Look for the line containing "Query: crown molding" in the entries below, then print that line and all that follow it exactly.

(Phrase grounding data)
++++++++

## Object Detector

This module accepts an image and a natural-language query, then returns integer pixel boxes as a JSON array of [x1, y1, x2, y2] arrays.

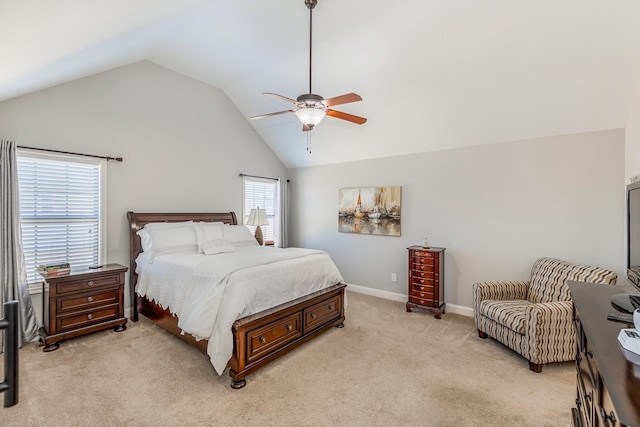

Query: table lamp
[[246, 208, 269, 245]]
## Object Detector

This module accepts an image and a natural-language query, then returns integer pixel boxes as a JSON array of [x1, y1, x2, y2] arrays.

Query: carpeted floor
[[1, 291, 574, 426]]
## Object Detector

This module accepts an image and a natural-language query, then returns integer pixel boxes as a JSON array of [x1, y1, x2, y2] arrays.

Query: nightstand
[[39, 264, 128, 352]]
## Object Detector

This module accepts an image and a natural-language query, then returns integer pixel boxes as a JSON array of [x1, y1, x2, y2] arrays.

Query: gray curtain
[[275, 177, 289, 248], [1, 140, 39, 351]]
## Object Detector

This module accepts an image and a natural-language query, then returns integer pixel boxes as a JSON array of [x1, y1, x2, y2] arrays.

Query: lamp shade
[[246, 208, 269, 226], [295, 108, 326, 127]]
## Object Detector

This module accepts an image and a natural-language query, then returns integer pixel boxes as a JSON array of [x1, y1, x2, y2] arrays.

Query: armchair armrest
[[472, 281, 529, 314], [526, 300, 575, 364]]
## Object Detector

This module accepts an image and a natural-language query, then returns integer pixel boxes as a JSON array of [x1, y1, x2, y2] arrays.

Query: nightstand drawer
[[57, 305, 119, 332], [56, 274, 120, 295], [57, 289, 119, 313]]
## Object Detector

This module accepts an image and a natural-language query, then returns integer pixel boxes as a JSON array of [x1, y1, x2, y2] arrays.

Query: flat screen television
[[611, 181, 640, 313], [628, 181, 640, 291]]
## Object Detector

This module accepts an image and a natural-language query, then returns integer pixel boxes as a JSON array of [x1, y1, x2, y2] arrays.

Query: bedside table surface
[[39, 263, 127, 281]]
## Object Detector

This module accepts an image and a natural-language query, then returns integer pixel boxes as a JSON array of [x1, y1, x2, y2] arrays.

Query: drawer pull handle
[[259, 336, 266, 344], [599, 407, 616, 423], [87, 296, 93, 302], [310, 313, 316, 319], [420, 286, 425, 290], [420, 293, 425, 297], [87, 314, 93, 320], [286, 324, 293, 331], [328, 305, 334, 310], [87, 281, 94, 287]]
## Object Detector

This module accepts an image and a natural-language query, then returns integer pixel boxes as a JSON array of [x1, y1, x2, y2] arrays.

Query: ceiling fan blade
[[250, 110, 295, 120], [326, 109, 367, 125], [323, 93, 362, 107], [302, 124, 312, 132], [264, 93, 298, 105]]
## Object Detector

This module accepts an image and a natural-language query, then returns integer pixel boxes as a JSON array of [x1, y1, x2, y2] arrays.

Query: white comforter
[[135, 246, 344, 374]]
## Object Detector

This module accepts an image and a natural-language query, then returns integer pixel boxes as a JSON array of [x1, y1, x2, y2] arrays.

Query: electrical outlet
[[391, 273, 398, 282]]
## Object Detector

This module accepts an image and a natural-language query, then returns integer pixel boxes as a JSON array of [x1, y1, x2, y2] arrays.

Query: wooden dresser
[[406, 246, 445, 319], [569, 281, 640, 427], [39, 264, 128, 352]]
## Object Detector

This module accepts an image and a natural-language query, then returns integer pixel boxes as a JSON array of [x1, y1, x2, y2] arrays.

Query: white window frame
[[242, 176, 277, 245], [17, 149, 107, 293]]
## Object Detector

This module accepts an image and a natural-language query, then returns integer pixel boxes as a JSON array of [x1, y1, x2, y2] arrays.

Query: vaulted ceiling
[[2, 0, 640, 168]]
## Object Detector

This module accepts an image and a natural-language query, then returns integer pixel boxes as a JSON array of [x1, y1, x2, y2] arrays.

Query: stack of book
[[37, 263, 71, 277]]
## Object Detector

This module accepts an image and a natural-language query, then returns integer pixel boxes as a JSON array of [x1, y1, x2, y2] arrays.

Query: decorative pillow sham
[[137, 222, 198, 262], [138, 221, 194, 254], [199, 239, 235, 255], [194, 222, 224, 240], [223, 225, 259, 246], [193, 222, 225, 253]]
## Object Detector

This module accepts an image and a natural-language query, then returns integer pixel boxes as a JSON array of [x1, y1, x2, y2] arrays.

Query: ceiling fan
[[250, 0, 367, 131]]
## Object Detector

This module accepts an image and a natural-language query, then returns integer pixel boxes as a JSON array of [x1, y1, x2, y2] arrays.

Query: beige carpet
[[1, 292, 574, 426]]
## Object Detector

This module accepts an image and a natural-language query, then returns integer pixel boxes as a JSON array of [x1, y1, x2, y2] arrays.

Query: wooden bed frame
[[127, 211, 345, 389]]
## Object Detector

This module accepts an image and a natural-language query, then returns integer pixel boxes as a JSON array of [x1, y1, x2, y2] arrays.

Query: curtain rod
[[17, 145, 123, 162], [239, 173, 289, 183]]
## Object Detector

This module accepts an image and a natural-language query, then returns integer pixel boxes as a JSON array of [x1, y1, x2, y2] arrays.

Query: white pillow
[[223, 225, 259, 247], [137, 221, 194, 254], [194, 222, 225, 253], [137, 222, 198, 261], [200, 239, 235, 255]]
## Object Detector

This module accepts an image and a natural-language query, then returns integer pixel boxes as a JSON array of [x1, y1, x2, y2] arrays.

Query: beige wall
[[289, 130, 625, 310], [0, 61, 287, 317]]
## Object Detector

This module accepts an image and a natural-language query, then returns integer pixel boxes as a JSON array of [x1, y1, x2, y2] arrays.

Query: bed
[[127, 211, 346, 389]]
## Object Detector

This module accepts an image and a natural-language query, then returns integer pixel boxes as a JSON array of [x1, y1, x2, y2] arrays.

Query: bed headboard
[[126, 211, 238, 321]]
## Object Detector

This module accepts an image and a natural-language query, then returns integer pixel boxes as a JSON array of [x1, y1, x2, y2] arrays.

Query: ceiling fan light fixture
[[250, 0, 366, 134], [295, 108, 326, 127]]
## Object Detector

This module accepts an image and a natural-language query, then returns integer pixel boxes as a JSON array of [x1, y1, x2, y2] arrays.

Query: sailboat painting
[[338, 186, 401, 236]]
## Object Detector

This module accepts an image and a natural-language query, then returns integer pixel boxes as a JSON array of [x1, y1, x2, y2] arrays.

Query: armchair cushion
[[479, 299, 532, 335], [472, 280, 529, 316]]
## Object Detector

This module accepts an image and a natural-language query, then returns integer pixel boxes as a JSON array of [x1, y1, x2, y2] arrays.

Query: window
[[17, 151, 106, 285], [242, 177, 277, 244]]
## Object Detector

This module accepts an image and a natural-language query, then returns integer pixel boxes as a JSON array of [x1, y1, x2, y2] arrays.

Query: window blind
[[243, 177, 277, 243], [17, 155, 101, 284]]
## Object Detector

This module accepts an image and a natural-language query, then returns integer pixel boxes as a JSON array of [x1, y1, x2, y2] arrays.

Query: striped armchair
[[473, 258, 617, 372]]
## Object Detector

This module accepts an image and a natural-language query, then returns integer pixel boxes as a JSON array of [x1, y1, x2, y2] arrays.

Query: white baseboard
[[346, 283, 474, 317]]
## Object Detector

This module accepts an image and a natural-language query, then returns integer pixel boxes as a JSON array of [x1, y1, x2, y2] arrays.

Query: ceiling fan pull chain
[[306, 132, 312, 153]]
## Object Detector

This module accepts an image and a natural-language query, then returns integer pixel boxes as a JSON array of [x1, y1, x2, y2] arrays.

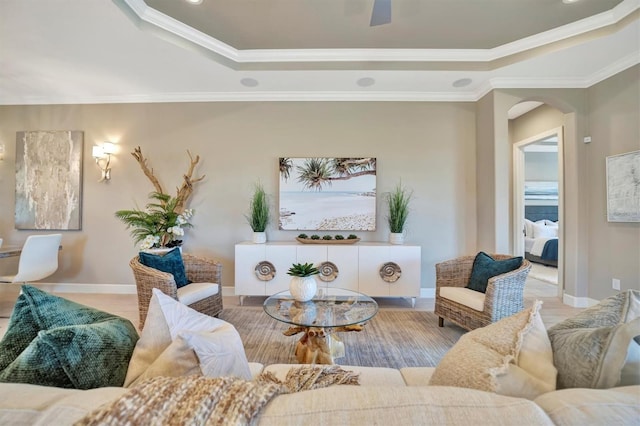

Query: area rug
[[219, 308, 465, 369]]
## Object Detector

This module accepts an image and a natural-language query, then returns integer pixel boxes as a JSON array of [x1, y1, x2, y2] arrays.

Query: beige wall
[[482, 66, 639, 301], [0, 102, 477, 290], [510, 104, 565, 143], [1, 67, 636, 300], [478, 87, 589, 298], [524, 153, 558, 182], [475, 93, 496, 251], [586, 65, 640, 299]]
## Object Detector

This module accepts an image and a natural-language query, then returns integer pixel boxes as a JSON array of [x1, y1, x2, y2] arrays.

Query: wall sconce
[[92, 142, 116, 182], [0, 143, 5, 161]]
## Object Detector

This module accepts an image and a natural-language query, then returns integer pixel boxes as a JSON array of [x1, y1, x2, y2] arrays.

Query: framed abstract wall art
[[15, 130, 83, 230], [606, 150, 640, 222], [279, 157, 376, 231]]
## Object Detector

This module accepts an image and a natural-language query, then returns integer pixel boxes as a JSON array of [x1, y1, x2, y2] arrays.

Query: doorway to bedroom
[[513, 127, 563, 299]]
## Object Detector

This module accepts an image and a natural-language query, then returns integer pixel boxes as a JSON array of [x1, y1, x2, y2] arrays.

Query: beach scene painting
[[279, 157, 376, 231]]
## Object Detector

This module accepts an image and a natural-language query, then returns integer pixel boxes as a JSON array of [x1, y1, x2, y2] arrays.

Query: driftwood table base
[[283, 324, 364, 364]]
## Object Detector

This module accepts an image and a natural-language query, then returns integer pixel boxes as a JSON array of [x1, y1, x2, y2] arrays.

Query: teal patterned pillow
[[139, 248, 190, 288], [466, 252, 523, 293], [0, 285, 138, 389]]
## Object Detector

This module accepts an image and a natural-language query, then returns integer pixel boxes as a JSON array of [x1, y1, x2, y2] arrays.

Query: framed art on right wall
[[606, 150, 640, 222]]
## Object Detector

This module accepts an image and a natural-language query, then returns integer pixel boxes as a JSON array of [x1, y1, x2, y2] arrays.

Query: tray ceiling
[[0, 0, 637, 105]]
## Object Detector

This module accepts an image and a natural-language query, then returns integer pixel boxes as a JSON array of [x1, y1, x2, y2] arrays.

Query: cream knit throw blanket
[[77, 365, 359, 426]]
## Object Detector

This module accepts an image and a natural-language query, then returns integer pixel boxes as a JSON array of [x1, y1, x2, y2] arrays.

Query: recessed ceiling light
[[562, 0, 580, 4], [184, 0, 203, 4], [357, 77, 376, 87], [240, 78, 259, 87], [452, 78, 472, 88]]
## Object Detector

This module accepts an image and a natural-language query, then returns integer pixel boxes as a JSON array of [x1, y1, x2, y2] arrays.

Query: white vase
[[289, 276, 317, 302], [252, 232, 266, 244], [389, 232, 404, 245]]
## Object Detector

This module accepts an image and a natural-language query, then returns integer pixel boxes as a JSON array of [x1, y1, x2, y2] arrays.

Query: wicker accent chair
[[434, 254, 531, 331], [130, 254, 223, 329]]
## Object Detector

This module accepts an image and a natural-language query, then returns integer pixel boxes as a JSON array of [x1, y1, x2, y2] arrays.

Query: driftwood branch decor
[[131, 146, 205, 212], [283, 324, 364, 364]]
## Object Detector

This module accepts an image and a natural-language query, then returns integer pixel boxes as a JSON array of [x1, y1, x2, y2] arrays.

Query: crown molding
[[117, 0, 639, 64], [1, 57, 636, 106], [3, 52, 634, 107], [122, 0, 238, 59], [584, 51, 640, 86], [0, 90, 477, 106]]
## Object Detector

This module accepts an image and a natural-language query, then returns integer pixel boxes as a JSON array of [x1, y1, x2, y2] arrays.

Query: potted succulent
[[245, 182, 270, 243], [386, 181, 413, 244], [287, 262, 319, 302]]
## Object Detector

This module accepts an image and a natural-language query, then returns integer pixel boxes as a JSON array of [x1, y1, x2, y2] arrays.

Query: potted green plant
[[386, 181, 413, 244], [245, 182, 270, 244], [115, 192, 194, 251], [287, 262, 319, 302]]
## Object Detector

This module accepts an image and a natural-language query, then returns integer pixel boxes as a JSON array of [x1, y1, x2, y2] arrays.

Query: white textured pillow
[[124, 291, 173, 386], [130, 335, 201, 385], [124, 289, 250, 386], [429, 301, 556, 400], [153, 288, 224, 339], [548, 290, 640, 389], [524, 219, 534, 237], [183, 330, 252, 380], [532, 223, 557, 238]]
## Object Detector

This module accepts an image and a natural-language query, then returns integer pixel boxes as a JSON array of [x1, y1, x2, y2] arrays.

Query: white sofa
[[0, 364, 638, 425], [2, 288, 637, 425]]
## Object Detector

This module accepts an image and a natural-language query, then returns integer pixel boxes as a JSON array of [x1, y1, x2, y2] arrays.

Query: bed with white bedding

++++++++

» **Solution to the exercise**
Query: crown molding
[[117, 0, 639, 64], [1, 57, 636, 106], [3, 52, 634, 107], [122, 0, 238, 59], [584, 51, 640, 86], [0, 90, 477, 106]]
## Object Detector

This module accepts an image and a natural-language query, then returns integer pixel boxes as a JSON array of [x1, y1, x2, y2] arrays.

Query: potted succulent
[[245, 182, 270, 243], [386, 181, 413, 244], [287, 262, 319, 302]]
## Object Detector

This module accepts an image and a natural-language query, then returns integer pixel boxes as a JSON array of [x1, y1, x2, y2] arrays.

Query: potted green plant
[[386, 181, 413, 244], [245, 182, 270, 244], [115, 192, 194, 251], [287, 262, 319, 302]]
## Object Detector

This module accepts an image and a natural-language query, then returns integer pixel boxes as a JSON array of [x1, y1, x2, y2] arrays.

Query: white textured pillow
[[124, 291, 173, 386], [130, 335, 201, 385], [124, 289, 250, 386], [429, 301, 556, 400], [153, 288, 224, 339], [548, 290, 640, 389], [524, 219, 534, 237], [183, 330, 252, 380], [532, 223, 557, 238]]
## Object Detector

This module accepts an image and a natural-language query, then returns integer pixel boxes as a JSON array of [x1, y1, x2, y2] arrays.

Query: white sofa
[[0, 364, 638, 425], [2, 288, 637, 425]]
## Object Detector

This module accepts an image and a natural-language query, then returns integer pixel boxes as a JSON array of [x1, y1, x2, y2] arrays.

Query: bed with white bedding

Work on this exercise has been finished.